▸ Information supplied
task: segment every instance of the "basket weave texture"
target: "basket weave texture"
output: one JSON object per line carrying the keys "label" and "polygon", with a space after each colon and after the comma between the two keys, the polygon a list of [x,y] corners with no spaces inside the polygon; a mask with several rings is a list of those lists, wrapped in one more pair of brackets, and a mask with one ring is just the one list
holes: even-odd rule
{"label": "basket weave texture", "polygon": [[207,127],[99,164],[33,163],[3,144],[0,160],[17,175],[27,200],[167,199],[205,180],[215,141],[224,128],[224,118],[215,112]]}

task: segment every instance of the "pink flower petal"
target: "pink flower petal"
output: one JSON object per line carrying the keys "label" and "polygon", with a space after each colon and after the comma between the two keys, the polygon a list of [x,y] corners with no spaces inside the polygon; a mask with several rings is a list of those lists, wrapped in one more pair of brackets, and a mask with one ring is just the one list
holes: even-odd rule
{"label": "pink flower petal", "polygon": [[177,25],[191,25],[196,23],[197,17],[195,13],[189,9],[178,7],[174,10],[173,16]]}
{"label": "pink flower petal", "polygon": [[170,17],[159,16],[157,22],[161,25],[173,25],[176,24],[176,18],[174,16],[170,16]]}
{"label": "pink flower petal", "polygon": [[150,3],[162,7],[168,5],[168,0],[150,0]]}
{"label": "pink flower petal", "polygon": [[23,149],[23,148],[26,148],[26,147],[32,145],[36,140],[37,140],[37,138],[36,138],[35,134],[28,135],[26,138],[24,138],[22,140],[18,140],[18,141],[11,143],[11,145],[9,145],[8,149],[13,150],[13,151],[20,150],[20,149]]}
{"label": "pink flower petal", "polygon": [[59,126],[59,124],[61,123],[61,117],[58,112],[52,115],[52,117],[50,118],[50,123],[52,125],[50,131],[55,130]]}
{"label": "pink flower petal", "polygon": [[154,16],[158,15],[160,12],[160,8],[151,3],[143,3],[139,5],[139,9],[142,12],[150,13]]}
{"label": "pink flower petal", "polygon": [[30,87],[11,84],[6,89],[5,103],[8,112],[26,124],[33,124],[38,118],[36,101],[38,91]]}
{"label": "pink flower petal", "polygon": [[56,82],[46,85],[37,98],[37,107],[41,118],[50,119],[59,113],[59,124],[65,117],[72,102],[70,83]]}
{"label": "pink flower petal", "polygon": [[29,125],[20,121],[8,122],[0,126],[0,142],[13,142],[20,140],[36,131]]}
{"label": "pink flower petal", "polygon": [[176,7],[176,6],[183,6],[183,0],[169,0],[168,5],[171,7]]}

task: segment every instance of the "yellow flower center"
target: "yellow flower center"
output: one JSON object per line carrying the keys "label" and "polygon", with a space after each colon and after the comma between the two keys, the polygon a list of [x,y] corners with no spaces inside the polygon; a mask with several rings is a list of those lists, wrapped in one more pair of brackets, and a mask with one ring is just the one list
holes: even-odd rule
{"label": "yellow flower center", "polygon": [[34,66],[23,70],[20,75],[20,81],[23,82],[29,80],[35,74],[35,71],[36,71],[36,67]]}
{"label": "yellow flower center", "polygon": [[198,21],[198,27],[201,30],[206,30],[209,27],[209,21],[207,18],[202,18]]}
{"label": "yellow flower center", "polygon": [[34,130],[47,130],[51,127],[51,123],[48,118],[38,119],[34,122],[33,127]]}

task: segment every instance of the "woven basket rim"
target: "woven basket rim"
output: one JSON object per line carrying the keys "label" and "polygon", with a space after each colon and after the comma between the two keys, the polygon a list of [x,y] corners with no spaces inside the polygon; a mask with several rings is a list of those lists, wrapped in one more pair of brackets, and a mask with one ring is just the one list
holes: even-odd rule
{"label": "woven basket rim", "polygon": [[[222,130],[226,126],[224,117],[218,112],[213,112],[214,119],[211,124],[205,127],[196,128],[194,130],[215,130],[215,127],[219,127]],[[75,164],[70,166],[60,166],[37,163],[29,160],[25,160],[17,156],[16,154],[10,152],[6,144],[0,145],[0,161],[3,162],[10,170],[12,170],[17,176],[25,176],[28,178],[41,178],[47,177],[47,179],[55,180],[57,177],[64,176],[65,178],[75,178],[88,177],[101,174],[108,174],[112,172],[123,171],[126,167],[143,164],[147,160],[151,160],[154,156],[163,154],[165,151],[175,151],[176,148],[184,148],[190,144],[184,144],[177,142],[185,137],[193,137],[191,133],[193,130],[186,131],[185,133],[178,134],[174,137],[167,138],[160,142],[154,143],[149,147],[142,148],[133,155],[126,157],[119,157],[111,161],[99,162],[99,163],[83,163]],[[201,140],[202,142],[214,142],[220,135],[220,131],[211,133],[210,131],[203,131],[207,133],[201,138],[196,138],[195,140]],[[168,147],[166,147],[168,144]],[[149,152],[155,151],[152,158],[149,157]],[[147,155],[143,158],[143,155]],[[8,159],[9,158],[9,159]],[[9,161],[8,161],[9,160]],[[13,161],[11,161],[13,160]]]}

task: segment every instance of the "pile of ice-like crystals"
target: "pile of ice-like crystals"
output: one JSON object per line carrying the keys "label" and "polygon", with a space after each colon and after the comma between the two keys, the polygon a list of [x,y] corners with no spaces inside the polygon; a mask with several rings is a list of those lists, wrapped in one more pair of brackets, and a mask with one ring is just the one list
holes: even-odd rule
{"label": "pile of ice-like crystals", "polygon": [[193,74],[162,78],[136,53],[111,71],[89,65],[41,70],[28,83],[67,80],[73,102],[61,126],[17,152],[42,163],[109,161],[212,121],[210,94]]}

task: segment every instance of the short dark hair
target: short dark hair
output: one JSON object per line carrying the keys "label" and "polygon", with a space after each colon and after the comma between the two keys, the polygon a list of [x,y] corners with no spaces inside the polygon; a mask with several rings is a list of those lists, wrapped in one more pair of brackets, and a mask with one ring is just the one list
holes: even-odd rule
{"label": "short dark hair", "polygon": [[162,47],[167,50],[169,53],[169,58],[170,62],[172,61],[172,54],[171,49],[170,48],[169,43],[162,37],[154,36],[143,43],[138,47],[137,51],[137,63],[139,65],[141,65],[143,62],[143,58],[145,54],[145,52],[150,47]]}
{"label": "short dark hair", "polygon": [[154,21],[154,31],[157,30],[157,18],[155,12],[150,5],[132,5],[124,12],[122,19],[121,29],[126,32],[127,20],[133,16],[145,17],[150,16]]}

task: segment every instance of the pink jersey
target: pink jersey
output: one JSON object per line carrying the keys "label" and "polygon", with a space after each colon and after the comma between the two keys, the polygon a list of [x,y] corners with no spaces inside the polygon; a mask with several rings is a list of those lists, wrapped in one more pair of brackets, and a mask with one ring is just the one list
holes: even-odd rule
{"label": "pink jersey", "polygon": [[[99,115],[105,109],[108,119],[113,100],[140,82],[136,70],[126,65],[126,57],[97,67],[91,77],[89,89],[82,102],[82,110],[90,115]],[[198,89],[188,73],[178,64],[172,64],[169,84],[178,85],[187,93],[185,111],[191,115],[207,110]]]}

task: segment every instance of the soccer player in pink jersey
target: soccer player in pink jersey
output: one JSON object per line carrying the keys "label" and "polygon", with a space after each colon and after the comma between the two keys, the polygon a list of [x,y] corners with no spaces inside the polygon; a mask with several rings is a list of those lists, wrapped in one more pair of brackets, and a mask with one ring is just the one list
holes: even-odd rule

▸ What is needed
Write out all of the material above again, line for line, with every character unchanged.

▸ Answer to the problem
task: segment every instance of the "basket weave texture"
target: "basket weave texture"
output: one JSON object per line carrying the keys "label" and "polygon", with a space after each colon and after the comma between the two keys, the polygon a list of [x,y] corners with no spaces inside the polygon; a mask with several rings is a list of those lists, wrapped in one more pair of brackets, and a mask with one ring is just the one list
holes: even-odd rule
{"label": "basket weave texture", "polygon": [[207,127],[99,164],[33,163],[3,144],[0,160],[17,175],[27,200],[167,199],[205,180],[215,141],[224,128],[224,118],[215,112]]}

task: segment every instance of the "pink flower petal"
target: "pink flower petal"
output: one JSON object per line carrying the keys "label" and "polygon", with a space after each colon and after the comma between the two keys, the polygon a list of [x,y] corners with no spaces inside the polygon; a mask with several rings is a list of those lists, wrapped in one more pair of brackets, and a mask with one ring is just the one list
holes: even-odd rule
{"label": "pink flower petal", "polygon": [[177,25],[191,25],[196,23],[197,17],[195,13],[189,9],[178,7],[174,10],[173,16]]}
{"label": "pink flower petal", "polygon": [[170,17],[159,16],[157,22],[161,25],[173,25],[176,24],[176,18],[174,16],[170,16]]}
{"label": "pink flower petal", "polygon": [[150,3],[162,7],[168,5],[168,0],[150,0]]}
{"label": "pink flower petal", "polygon": [[23,149],[23,148],[26,148],[26,147],[32,145],[36,140],[37,140],[37,138],[36,138],[35,134],[28,135],[26,138],[24,138],[22,140],[18,140],[18,141],[11,143],[11,145],[9,145],[8,149],[13,150],[13,151],[20,150],[20,149]]}
{"label": "pink flower petal", "polygon": [[59,126],[59,124],[61,123],[61,117],[58,112],[52,115],[52,117],[50,118],[50,123],[52,125],[50,131],[55,130]]}
{"label": "pink flower petal", "polygon": [[154,16],[158,15],[160,12],[160,8],[151,3],[143,3],[139,5],[139,9],[142,12],[150,13]]}
{"label": "pink flower petal", "polygon": [[30,87],[11,84],[6,89],[5,103],[8,112],[26,124],[33,124],[38,118],[36,101],[38,91]]}
{"label": "pink flower petal", "polygon": [[56,82],[46,85],[37,98],[37,107],[41,118],[50,119],[59,113],[59,124],[65,117],[72,102],[70,83]]}
{"label": "pink flower petal", "polygon": [[29,125],[20,121],[8,122],[0,126],[0,142],[13,142],[20,140],[36,131]]}
{"label": "pink flower petal", "polygon": [[176,7],[176,6],[183,6],[183,0],[169,0],[168,5],[171,7]]}

task: segment every instance of the "yellow flower center"
target: "yellow flower center"
output: one JSON object per line carrying the keys "label" and "polygon", with a space after each colon and after the comma between the two keys, the polygon a list of [x,y] corners with no spaces inside the polygon; a mask with several rings is a list of those lists, wrapped in one more pair of brackets, and a mask with one ring is just the one list
holes: even-odd rule
{"label": "yellow flower center", "polygon": [[34,66],[23,70],[20,75],[20,81],[23,82],[29,80],[35,74],[35,71],[36,71],[36,67]]}
{"label": "yellow flower center", "polygon": [[198,21],[198,27],[201,30],[206,30],[209,27],[209,21],[207,18],[202,18]]}
{"label": "yellow flower center", "polygon": [[34,130],[47,130],[51,127],[51,123],[48,118],[38,119],[34,122],[33,127]]}

task: segment every instance of the "woven basket rim"
target: "woven basket rim"
output: one JSON object per line carrying the keys "label" and "polygon", with a space after each colon and after the comma between the two keys, the polygon a list of [x,y] corners with no spaces inside the polygon; a mask with several rings is a list of those lists, wrapped in one more pair of brackets, and a mask with one ring is just the one list
holes: even-odd rule
{"label": "woven basket rim", "polygon": [[[222,130],[226,126],[224,117],[218,112],[213,112],[214,119],[211,124],[205,127],[196,128],[194,130],[215,130],[215,127],[219,127]],[[75,164],[70,166],[60,166],[37,163],[29,160],[25,160],[17,156],[16,154],[10,152],[6,144],[0,145],[0,161],[3,162],[10,170],[12,170],[17,176],[25,176],[28,178],[41,178],[47,177],[47,179],[55,180],[57,177],[64,176],[65,178],[75,178],[88,177],[101,174],[108,174],[112,172],[123,171],[126,167],[143,164],[147,160],[151,160],[154,156],[163,154],[165,151],[175,151],[176,148],[184,148],[190,144],[184,144],[177,142],[185,137],[193,137],[191,133],[193,130],[186,131],[185,133],[178,134],[174,137],[167,138],[160,142],[154,143],[149,147],[142,148],[133,155],[126,157],[119,157],[111,161],[99,162],[99,163],[83,163]],[[201,140],[202,142],[214,142],[220,135],[220,131],[211,133],[210,131],[203,131],[207,133],[201,138],[196,138],[195,140]],[[168,147],[166,147],[168,144]],[[149,152],[155,151],[152,158],[149,157]],[[147,155],[143,158],[143,155]],[[8,159],[9,158],[9,159]],[[9,161],[8,161],[9,160]],[[13,161],[11,161],[13,160]]]}

task: segment every instance of the "pile of ice-like crystals"
target: "pile of ice-like crystals"
output: one JSON object per line carrying the keys "label" and "polygon", with a space after each colon and after the comma between the two keys, the polygon a list of [x,y] corners with no spaces inside the polygon; a mask with several rings is a list of those lists, wrapped in one more pair of brackets, and a mask with one ring is just the one list
holes: even-odd rule
{"label": "pile of ice-like crystals", "polygon": [[193,74],[162,78],[136,53],[111,71],[89,65],[41,70],[28,83],[67,80],[73,102],[61,126],[17,152],[42,163],[109,161],[212,121],[210,94]]}

task: segment every instance of the short dark hair
target: short dark hair
output: one JSON object per line carrying the keys "label" and "polygon", with a space after each colon and after the comma between the two keys, the polygon a list of [x,y] corners with no spaces inside the polygon; a mask with several rings is a list of those lists, wrapped in one more pair of brackets, and a mask with one ring is just the one list
holes: even-odd rule
{"label": "short dark hair", "polygon": [[162,47],[167,50],[169,53],[169,58],[170,62],[172,61],[172,54],[171,49],[170,48],[169,43],[162,37],[154,36],[143,43],[138,47],[137,51],[137,63],[139,65],[141,65],[143,62],[143,58],[145,54],[145,52],[150,47]]}
{"label": "short dark hair", "polygon": [[154,21],[154,31],[157,30],[157,18],[155,12],[150,5],[132,5],[124,12],[122,19],[121,29],[126,32],[127,20],[133,16],[145,17],[150,16]]}

task: segment every instance of the pink jersey
target: pink jersey
output: one JSON object per line carrying the keys "label" and "polygon", with a space after each colon and after the comma between the two keys, the polygon a list of [x,y] corners with no spaces inside the polygon; a mask with several rings is a list of those lists, wrapped in one more pair of brackets, and a mask with one ring is just the one list
holes: even-odd rule
{"label": "pink jersey", "polygon": [[[99,115],[105,109],[108,119],[113,100],[140,82],[136,70],[126,65],[126,57],[97,67],[91,77],[89,89],[82,102],[82,110],[90,115]],[[198,89],[188,73],[178,64],[172,64],[169,84],[178,85],[187,93],[185,111],[191,115],[207,110]]]}

task: segment every instance of the soccer player in pink jersey
target: soccer player in pink jersey
output: one JSON object per line carrying the keys "label" and "polygon", with a space after each colon and after the comma between the two keys, the polygon a list of [x,y] corners with no spaces inside the polygon; a mask with several rings is a list of those lists, wrapped in one more pair of brackets, and a mask with one ring is just the one list
holes: even-odd rule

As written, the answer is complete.